* **MATERIAL**
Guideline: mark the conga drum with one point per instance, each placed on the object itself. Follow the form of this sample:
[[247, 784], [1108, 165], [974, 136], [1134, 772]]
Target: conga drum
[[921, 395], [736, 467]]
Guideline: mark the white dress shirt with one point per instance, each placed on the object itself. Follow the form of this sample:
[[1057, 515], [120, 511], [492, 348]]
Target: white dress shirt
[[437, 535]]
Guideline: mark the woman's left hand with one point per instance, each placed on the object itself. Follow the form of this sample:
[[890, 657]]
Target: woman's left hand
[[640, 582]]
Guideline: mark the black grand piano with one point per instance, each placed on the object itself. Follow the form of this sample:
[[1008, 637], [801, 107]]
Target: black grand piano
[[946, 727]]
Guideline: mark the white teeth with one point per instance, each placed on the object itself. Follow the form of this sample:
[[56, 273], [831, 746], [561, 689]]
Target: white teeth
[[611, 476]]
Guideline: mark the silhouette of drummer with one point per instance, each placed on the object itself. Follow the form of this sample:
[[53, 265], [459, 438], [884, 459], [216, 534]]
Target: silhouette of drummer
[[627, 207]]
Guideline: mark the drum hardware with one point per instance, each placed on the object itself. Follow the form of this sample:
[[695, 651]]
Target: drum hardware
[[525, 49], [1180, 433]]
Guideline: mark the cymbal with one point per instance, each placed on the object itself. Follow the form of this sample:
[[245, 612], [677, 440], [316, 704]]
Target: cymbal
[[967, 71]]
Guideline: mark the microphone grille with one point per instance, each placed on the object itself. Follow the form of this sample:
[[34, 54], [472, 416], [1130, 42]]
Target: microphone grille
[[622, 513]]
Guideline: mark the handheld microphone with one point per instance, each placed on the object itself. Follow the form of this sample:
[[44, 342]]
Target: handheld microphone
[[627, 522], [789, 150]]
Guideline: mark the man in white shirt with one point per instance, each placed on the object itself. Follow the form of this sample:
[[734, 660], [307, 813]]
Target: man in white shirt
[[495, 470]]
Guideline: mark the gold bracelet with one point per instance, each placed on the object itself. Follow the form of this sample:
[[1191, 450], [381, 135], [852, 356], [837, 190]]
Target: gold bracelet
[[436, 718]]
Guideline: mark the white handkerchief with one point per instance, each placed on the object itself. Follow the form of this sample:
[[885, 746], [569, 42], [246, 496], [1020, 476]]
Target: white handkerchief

* **DIRECTION**
Copy the data word for word, from the line with "Guideline: mark the handheld" through the end of the data.

* **THE ANSWER**
Guideline: mark the handheld microphone with one point per instance, each placed on the object itself. Follow the form of this sample:
[[44, 342]]
Target: handheld microphone
[[627, 522], [789, 150]]
Guideline: mark the man in white shirt with one point per instance, each placed on the object itself. Follow the form of this sample:
[[734, 660], [307, 813]]
Target: man in white shirt
[[495, 470]]
Guideline: mark the gold bracelet with one point per instance, each placed on the object itself. Follow the form of this sample:
[[1191, 450], [381, 135], [852, 356], [837, 190]]
Target: gold bracelet
[[436, 718]]
Guideline: mark the white handkerchief with one point per instance, each placed on the object itself. Follow the form of this sample:
[[885, 746], [569, 42], [246, 496], [1020, 476]]
Target: white handkerchief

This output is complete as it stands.